Fragmento del texto:
□ □ □ □

Luego
de la partida de mi padre, la vida de mi madre perdió
luz y sentido y lentamente se fue entregando a una región
de penumbras que al principio no sabíamos definir si
se trataba de una depresión profunda o un alzheimer
inicial. Luego de debates entre psicoanalistas, neurólogos
y geriatras y, a medida que evolucionaba su conducta, el diagnóstico
fue claro: demencia senil con un posible accidente cerebrovascular.
Mi madre ya casi no
habla pero cada tanto nos regala una sonrisa equivalente al
calor de sus manos cuando éramos niños.

□ □ □ □

Datos proporcionados:
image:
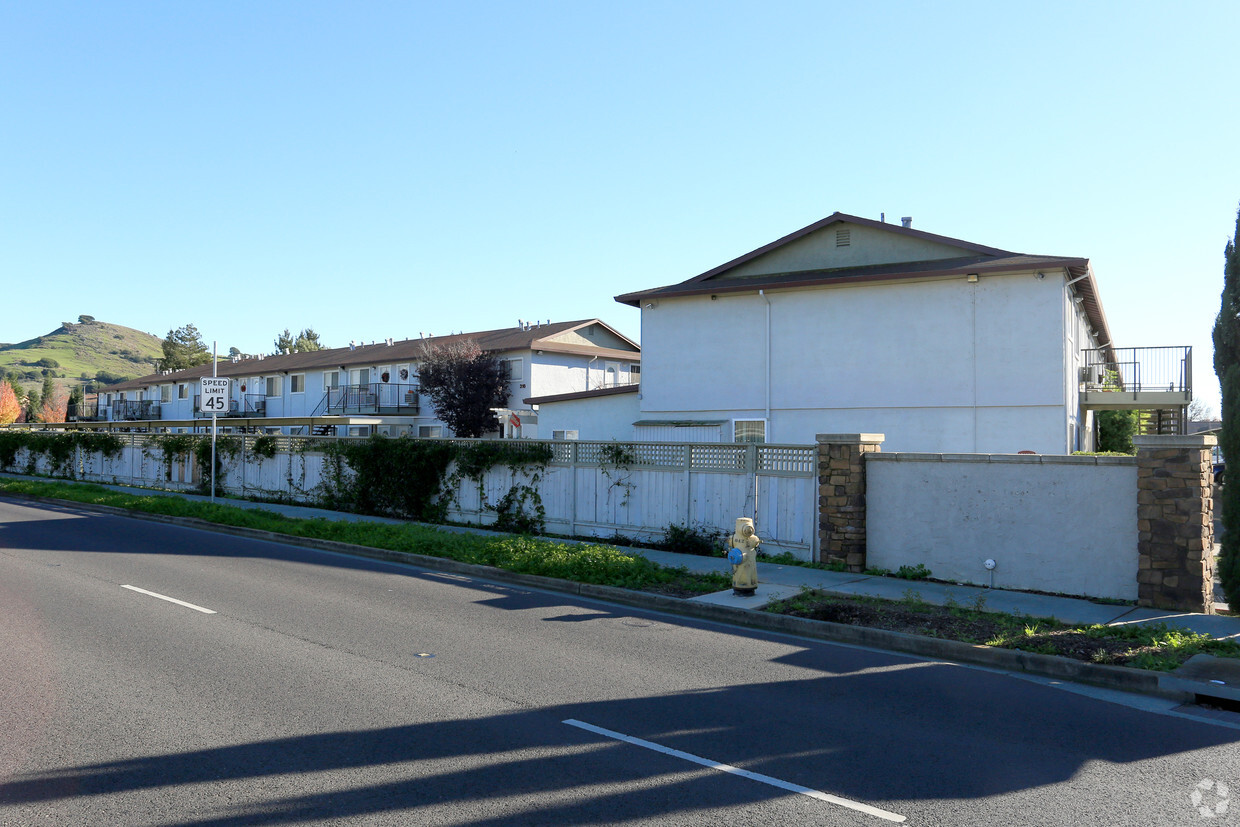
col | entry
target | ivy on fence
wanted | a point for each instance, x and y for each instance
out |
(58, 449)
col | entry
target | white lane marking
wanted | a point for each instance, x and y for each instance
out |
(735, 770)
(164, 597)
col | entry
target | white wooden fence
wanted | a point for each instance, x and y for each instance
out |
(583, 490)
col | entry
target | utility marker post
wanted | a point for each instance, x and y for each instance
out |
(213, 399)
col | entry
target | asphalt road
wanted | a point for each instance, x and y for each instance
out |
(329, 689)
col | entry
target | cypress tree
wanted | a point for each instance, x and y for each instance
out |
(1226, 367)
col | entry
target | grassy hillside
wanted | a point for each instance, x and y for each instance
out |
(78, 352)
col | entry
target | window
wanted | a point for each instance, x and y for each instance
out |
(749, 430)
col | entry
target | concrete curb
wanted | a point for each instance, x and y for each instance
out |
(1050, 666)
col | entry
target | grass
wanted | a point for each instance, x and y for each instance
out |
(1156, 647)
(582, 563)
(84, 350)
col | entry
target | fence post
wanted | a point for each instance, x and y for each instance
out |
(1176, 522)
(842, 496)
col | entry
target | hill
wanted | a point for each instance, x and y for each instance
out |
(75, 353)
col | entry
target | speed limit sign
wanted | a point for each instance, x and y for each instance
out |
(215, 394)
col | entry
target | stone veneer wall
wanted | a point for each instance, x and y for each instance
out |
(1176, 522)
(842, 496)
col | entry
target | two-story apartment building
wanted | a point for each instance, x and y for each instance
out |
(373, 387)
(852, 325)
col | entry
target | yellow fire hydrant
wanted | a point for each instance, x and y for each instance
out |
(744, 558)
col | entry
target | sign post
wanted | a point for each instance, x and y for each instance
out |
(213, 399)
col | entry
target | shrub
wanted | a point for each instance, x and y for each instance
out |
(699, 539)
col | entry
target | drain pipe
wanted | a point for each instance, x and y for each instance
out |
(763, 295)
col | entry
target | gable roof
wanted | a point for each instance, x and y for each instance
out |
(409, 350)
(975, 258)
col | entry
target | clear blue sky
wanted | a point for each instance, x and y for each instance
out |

□ □ □ □

Pruébalo:
Continúa el texto sobre la enfermedad de la madre a partir de su última oración.

Resultado del ejercicio:
Nos pareció
acorde con la voluntad de mi padre organizar una ceremonia
religiosa con el Padre Martín, nuestro director espiritual
y amigo de toda la vida. Es así que el 1 de junio de
2008, días después de administrarle la unción
de los enfermos, celebramos misa en su casa con una animada
concurrencia de familiares y amigos de toda la vida que nos
acompañaron siempre en la fiesta pero más en
el dolor. Luego de la misa, compartimos una comida con mucha
alegría de saber que el mayor milagro que nos regalará
Dios no es la curación de una enfermedad irreductible
sino el tránsito hacia la otra vida en paz y armonía.